- [OBJECTIF DE LA TÂCHE]: Recopiez fidèlement, dans l'article sur les rapports avec la police, tout le passage allant de « Après l'affaire Michel » jusqu'à « forces de l'ordre. ».

- [TEXTE À EXAMINER]:
—————

"Mes amis font attention à bien montrer leurs mains" : ces Français qui s'inquiètent du comportement de la police
Après l'affaire du producteur passé à tabac par des policiers à Paris, des Français noirs ou d'origine maghrébine racontent à franceinfo leurs rapports avec la police.
Après l'affaire Michel Zecler, un homme noir passé à tabac par des policiers à Paris le 21 novembre, la question de la confiance ou de la défiance d'une partie de la population vis-à-vis de la police revient à nouveau dans le débat public. C'est notamment le cas pour les Français noirs ou d'origine maghrébine qui multiplient les témoignages de violences ou de racisme de la part des forces de l'ordre.
Des contrôles au faciès quasi quotidiens
"Quand tu es habillé en jogging ou n'importe quelle marque qui fait un peu 'rue', c'est direct un contrôle", racontent deux jeunes rencontrés à l'entrée d'un parc de Saint-Denis, près de Paris. Les contrôles au faciès sont quasi-quotidiens pour eux. "Ca va direct dans les insultes et parfois ça peut même aller plus loin. Une fois, j'étais assis et les policiers débarquent et me matraquent, ils me poussent contre le mur puis me mettent au sol. Ils m'ont même étranglé pourtant je n'avais rien fait mais on m'a tapé."
Tous les contrôles ne se finissent pas aussi mal mais les faits sont là : un jeune homme noir ou arabe a 20 fois plus de risques de se faire contrôler que la moyenne, selon une étude du défenseur des droits de 2017. "Si ça arrive à eux, pourquoi ça ne m'arriverait pas ? s'inquiète Lian, 16 ans. C'est stressant pour moi de traîner dans la rue et de savoir que je peux me faire agresser ou simplement arrêter par un policier pour rien, juste mon teint de peau."
"J'ai peur pour ma fille, c'est une gamine de 16 ans et je vois que ça arrive à n'importe qui."
Nilsaà franceinfo
Pour éviter les contrôles, certains disent qu'ils préfèrent changer de trottoir à la vue de policiers. D'autres, quand ils prennent le volant, embarquent une copine pour paraître moins suspect. Certains amis et les frères de Laura et Clara sont de jeunes hommes noirs ou arabes et ils sont extrêmement prudents, racontent les deux femmes. "Si par exemple mon ami va avoir les mains dans les poches, c'est possible que ça dérape. Ils vont se servir de ça pour dire que peut-être on cache quelque chose de dangereux. Ils font très attention à bien montrer leurs mains et s'ils entendent des propos racistes, ils ne vont pas répondre."

—————

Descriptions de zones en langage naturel
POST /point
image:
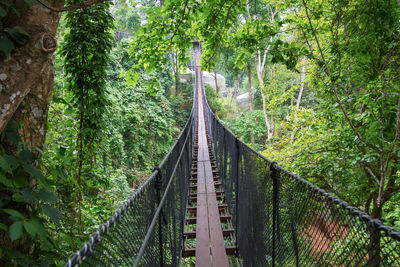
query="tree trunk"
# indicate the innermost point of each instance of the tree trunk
(26, 81)
(302, 82)
(250, 107)
(374, 246)
(303, 77)
(260, 70)
(216, 81)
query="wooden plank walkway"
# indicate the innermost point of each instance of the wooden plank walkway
(210, 247)
(205, 211)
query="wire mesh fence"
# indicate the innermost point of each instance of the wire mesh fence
(282, 220)
(279, 218)
(148, 229)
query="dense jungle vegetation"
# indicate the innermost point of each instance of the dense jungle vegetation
(91, 100)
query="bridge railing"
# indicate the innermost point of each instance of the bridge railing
(147, 230)
(282, 220)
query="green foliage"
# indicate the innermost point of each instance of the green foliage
(85, 48)
(25, 193)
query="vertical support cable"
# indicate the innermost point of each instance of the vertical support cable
(275, 175)
(157, 186)
(238, 161)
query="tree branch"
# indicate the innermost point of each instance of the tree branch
(71, 7)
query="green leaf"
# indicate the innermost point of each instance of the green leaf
(28, 195)
(12, 126)
(35, 222)
(26, 156)
(47, 196)
(53, 213)
(14, 213)
(17, 197)
(34, 172)
(4, 164)
(16, 230)
(3, 226)
(13, 138)
(5, 44)
(12, 161)
(3, 12)
(4, 199)
(30, 228)
(4, 180)
(19, 181)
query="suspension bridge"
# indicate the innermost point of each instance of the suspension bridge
(214, 201)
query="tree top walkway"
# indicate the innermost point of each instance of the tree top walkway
(214, 201)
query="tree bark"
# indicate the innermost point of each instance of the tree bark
(303, 77)
(216, 81)
(260, 70)
(27, 77)
(26, 83)
(250, 107)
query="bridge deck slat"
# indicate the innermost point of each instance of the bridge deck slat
(210, 247)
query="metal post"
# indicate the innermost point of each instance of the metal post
(275, 175)
(157, 185)
(238, 161)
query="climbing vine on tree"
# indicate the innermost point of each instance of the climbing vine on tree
(85, 50)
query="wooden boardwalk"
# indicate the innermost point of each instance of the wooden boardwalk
(209, 211)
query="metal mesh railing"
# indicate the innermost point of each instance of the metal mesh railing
(282, 220)
(279, 218)
(148, 229)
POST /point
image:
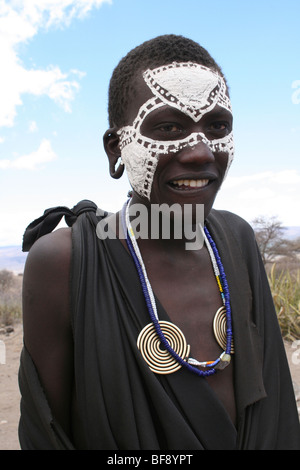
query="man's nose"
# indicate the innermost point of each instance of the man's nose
(198, 153)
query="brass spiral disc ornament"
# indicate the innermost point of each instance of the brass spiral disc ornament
(219, 326)
(156, 356)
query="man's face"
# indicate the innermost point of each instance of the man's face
(179, 143)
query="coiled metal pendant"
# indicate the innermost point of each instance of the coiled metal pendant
(219, 326)
(156, 356)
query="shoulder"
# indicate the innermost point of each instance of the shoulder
(46, 279)
(50, 254)
(233, 223)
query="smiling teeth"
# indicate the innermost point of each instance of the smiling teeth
(191, 183)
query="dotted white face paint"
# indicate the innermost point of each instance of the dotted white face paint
(193, 89)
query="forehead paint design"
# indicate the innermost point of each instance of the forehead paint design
(193, 89)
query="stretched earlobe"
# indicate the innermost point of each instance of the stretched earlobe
(111, 144)
(116, 173)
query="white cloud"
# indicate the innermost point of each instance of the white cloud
(32, 127)
(44, 154)
(272, 193)
(20, 21)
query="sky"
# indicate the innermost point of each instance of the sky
(57, 57)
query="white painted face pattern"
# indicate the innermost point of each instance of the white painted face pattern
(193, 89)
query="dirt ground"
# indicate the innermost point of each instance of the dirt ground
(10, 396)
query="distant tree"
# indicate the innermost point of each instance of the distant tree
(269, 237)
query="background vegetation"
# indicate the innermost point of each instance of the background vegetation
(281, 258)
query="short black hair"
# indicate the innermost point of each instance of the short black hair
(159, 51)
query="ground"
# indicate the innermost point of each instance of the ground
(10, 396)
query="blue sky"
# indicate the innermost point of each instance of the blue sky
(57, 57)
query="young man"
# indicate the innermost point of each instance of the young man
(142, 342)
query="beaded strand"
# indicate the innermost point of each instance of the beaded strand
(191, 364)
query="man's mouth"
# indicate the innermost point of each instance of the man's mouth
(187, 184)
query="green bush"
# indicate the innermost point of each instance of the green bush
(285, 287)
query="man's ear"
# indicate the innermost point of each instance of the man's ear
(111, 144)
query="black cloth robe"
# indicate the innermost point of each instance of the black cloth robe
(122, 404)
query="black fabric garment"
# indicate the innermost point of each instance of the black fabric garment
(122, 404)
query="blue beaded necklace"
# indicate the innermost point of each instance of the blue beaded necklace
(162, 344)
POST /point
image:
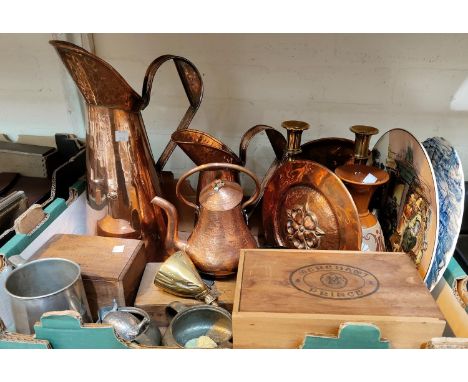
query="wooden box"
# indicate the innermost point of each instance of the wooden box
(154, 300)
(281, 295)
(110, 267)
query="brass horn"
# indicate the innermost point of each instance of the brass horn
(178, 276)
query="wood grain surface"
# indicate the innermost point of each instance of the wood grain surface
(110, 267)
(266, 285)
(271, 311)
(154, 300)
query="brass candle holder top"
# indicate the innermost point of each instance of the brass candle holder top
(361, 142)
(295, 129)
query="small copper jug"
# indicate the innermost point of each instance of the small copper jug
(221, 230)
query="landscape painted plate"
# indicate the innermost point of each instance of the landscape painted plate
(409, 205)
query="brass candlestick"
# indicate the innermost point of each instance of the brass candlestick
(361, 142)
(295, 129)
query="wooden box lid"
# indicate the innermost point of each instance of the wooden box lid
(331, 283)
(99, 257)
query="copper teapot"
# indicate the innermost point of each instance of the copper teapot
(221, 230)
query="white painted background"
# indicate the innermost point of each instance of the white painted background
(330, 81)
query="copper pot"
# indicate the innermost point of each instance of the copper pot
(121, 173)
(221, 230)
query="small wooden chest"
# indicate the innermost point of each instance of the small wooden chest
(110, 267)
(154, 300)
(281, 295)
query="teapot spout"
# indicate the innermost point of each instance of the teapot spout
(172, 236)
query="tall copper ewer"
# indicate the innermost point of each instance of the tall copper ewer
(122, 176)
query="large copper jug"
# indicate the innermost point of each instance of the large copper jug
(122, 176)
(221, 230)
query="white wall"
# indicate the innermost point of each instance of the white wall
(330, 81)
(32, 98)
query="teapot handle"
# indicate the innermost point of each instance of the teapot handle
(210, 166)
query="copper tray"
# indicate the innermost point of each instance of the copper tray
(329, 152)
(306, 206)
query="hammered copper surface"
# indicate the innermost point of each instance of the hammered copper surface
(306, 206)
(221, 231)
(121, 174)
(329, 152)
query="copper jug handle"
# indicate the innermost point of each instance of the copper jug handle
(210, 166)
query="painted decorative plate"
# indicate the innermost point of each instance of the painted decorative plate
(451, 189)
(306, 206)
(409, 205)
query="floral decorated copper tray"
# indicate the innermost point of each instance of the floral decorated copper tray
(306, 206)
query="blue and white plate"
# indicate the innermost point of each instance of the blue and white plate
(451, 189)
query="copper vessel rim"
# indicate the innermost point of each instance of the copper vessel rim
(222, 146)
(364, 129)
(217, 165)
(80, 50)
(382, 176)
(295, 125)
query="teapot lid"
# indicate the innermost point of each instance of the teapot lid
(221, 195)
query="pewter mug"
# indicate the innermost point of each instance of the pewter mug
(195, 321)
(42, 286)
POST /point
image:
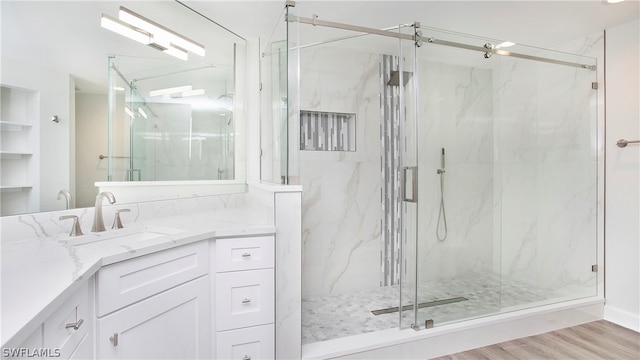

—————

- [SOLUTION PROPOSÉE]:
Après l'affaire Michel Zecler, un homme noir passé à tabac par des policiers à Paris le 21 novembre, la question de la confiance ou de la défiance d'une partie de la population vis-à-vis de la police revient à nouveau dans le débat public. C'est notamment le cas pour les Français noirs ou d'origine maghrébine qui multiplient les témoignages de violences ou de racisme de la part des forces de l'ordre.